▸ **TEXTE FOURNI**

« Marie, verus Israël et mère de l’Eglise »

Revue Christus, n° 183, 1999, p. 283-295, ré-édité dans le numéro spécial de Christus de Mai 2005.

Article d’Anne-Marie Pelletier:

Marie dans les Ecritures… Qui a fait un jour l’inventaire des versets qui parlent d’elle dans les Evangiles et le reste du Nouveau Testament n’a pas manqué d’être saisi. Quelques mentions regroupées presque toutes au début des évangiles de Matthieu et de Luc, deux scènes de l’évangile de Jean (Jn 2 et 19) qui mettent en scène « la mère de Jésus », c’est là le tout, avec quelques autres rares allusions, du témoignage des Ecritures à son sujet. Cette présence parcimonieuse fait évidemment un impressionnant contraste avec l’immense tradition de récits, d’images, de dévotions dont vingt siècles de christianisme ont paré la figure de Marie. Une interprétation simplement critique conclura aux effets d’une piété exubérante qui a fait proliférer les mots et les images, d’autant plus facilement que l’Ecriture restait sobre et discrète. Mais c’est là se suffire d’une pensée un peu courte. On peut estimer au contraire que, s’il en est ainsi, c’est que l’Evangile du Christ avait besoin pour prendre corps de ce centre silencieux, maternel, maternellement silencieux. Ce silence du cœur de Marie est comme la matrice de la Bonne nouvelle chrétienne. « Marie gardait en son cœur toutes ces choses », atteste le texte en commentaire des récits de l’enfance. Ces mots précisément ont inspiré à Vladimir Zielinsky la pensée que « la Tradition naît du silence de Dieu accumulé dans le cœur de Marie » et que l’évangile de Jean, ses lettres et aussi l’Apocalypse étaient « le silence du cœur de Marie « transformé » en paroles, « développé » en images… » 1 . Mais ce silence de Marie nous renvoie aussi vers son amont, en direction de la mémoire d’Israël, vers les siècles de la préparation, sans lesquels – l’Evangile l’atteste – il n’y a pas d’intelligence possible du mystère du salut. Pas non plus, donc, de connaissance plénière de Marie.

▸ **Entrées de pointage d'objets nommés**
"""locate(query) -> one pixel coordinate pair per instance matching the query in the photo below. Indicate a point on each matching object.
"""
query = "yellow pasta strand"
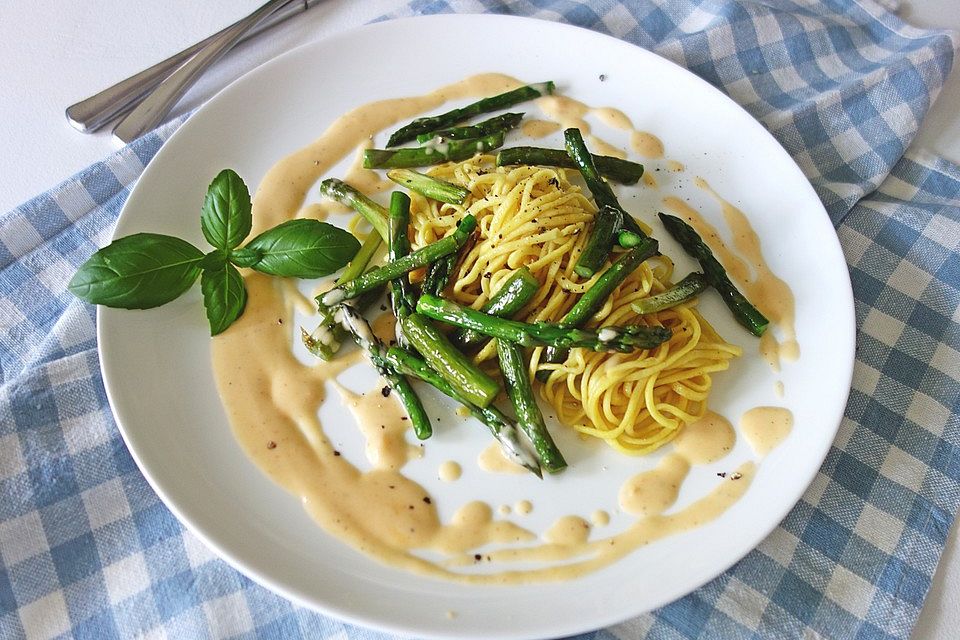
(534, 217)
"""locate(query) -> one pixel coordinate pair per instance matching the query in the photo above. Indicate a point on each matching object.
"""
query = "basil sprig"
(146, 270)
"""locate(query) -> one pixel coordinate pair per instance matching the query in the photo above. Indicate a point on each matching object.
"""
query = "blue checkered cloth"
(87, 549)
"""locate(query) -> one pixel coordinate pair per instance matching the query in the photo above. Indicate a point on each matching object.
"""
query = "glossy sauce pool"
(272, 401)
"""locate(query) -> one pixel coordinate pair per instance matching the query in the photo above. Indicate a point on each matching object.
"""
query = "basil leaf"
(245, 257)
(141, 271)
(225, 218)
(224, 296)
(214, 260)
(303, 248)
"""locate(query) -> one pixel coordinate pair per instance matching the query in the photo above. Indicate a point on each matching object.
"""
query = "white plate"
(156, 364)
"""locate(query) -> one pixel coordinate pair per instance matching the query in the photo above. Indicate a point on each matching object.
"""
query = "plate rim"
(209, 539)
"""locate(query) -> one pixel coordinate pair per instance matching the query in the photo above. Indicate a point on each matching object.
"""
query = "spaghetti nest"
(534, 217)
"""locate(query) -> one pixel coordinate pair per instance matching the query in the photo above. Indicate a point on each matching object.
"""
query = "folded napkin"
(88, 550)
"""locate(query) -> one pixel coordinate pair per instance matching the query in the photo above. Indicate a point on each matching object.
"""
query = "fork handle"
(93, 113)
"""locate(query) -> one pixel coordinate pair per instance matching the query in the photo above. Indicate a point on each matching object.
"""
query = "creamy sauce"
(707, 440)
(493, 460)
(316, 211)
(653, 492)
(568, 531)
(524, 507)
(646, 145)
(449, 471)
(539, 128)
(766, 427)
(600, 518)
(272, 402)
(381, 422)
(749, 270)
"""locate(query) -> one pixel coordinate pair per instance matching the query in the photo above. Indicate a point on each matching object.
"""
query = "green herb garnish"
(146, 270)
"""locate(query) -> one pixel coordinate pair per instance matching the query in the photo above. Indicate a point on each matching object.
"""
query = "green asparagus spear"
(325, 340)
(464, 376)
(430, 154)
(346, 195)
(503, 122)
(351, 319)
(616, 169)
(517, 291)
(456, 116)
(594, 298)
(687, 288)
(606, 225)
(438, 275)
(428, 186)
(588, 264)
(529, 418)
(500, 426)
(623, 339)
(403, 298)
(745, 313)
(396, 268)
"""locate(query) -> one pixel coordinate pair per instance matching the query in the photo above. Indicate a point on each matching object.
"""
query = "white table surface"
(53, 54)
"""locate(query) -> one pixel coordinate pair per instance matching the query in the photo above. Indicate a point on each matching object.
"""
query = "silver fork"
(93, 113)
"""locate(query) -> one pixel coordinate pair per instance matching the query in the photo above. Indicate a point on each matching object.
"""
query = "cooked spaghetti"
(534, 216)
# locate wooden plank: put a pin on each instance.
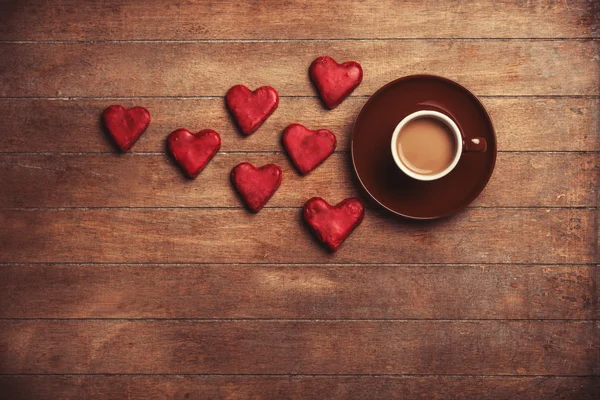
(520, 67)
(297, 387)
(151, 20)
(521, 179)
(278, 236)
(551, 124)
(300, 347)
(299, 292)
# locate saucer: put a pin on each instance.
(381, 177)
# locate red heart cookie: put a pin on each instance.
(256, 185)
(334, 81)
(332, 225)
(251, 109)
(307, 148)
(193, 151)
(125, 126)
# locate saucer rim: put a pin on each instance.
(492, 131)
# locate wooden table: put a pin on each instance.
(120, 279)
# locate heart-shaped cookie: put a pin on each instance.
(251, 109)
(334, 81)
(125, 126)
(256, 185)
(193, 151)
(307, 148)
(332, 225)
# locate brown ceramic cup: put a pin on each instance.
(462, 144)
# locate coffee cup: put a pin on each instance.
(427, 145)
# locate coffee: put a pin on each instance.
(426, 146)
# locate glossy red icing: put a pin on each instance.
(332, 225)
(125, 125)
(251, 109)
(193, 151)
(256, 185)
(308, 148)
(334, 81)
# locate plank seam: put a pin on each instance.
(268, 152)
(305, 320)
(291, 264)
(168, 208)
(524, 376)
(304, 40)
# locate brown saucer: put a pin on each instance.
(381, 177)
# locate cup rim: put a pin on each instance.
(441, 117)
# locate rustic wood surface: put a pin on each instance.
(120, 279)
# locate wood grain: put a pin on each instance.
(546, 124)
(520, 179)
(151, 20)
(278, 236)
(300, 347)
(300, 292)
(520, 67)
(298, 387)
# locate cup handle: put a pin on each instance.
(474, 145)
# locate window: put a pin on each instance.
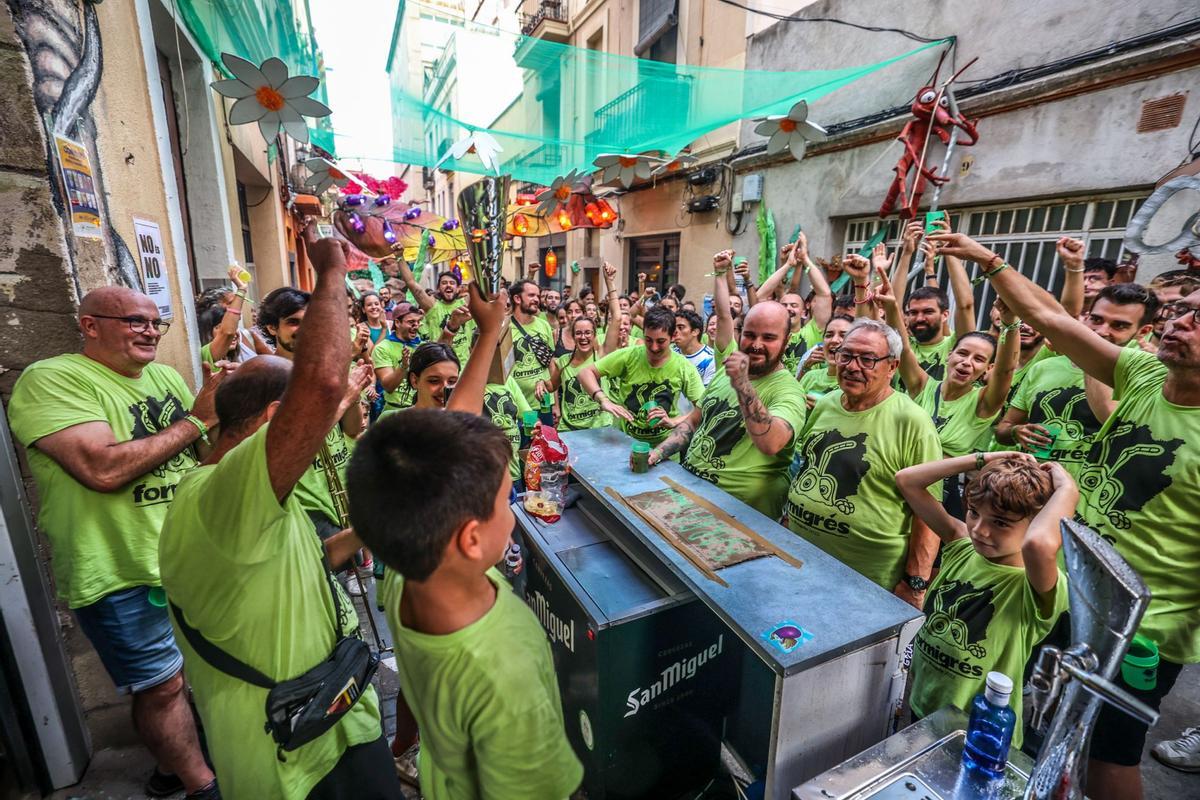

▸ **TÂCHES À RÉALISER**
1 - Dans quelle revue l'article sur Marie a-t-il d'abord paru, et en quelle année ?
2 - Selon l'article sur Marie, de quoi vingt siècles de christianisme ont-ils paré la figure de Marie ? Donnez toutes les choses citées.
3 - Écrivez la suite de l'article sur Marie, à partir de sa dernière phrase.

▸ **RÉPONSES FOURNIES**
1 - Dans la revue Christus, n° 183, en 1999.

2 - De récits, d'images et de dévotions.

3 -
Cette attention aux enracinements de la mère de Jésus dans les textes bibliques reste aujourd’hui peu familière aux chrétiens, même si Lumen Gentium fait une bonne place à l’Ancien Testament dans sa méditation sur Marie dans l’économie du salut, même si le document que le groupe des Dombes consacra naguère à Marie2 évoque le témoignage des Ecritures. Alors que des voix juives (F. Mussner, S. Ben Chorin) s’élèvent pour dire leur proximité avec Marie, le christianisme connaît peu Marie comme fille d’Israël. Et quand on s’en préoccupe, il arrive que ce soit seulement pour prouver que Marie n’est qu’une figure de composition, faite de réminiscences de l’Ancien Testament destinées à donner consistance à un rôle qui historiquement aurait été insignifiant.

On voudrait suggérer ici, à l’inverse, que celle qu’honore la foi de l’Eglise n’est pas déduite des Ecritures d’Israël par le jeu d’un discours théologique, mais qu’elle est bien plutôt l’épanouissement d’une longue histoire qui implique celle des femmes d’Israël, qui engage aussi tout le travail de pédagogie spirituelle que représente l’élection et, finalement, l’espérance messianique, telle qu’elle s’est progressivement précisée au long des siècles qui mènent à l’Incarnation. On voit l’enjeu de ce parcours : si Marie est bien ainsi la perfection de l’Alliance, elle ne saurait plus être confondue avec l’emblème d’une féminité d’exception, mythique, dit-on volontiers aujourd’hui. En étant rendue à son peuple et à l’histoire de l’Alliance3 , elle nous ramène au plus universel de la vocation chrétienne et de l’identité de l’Eglise, à ce que tous, hommes et femmes, ont à vivre pour accomplir en eux l’image de Dieu qui rend l’humanité à sa vérité. ………………………………………………………..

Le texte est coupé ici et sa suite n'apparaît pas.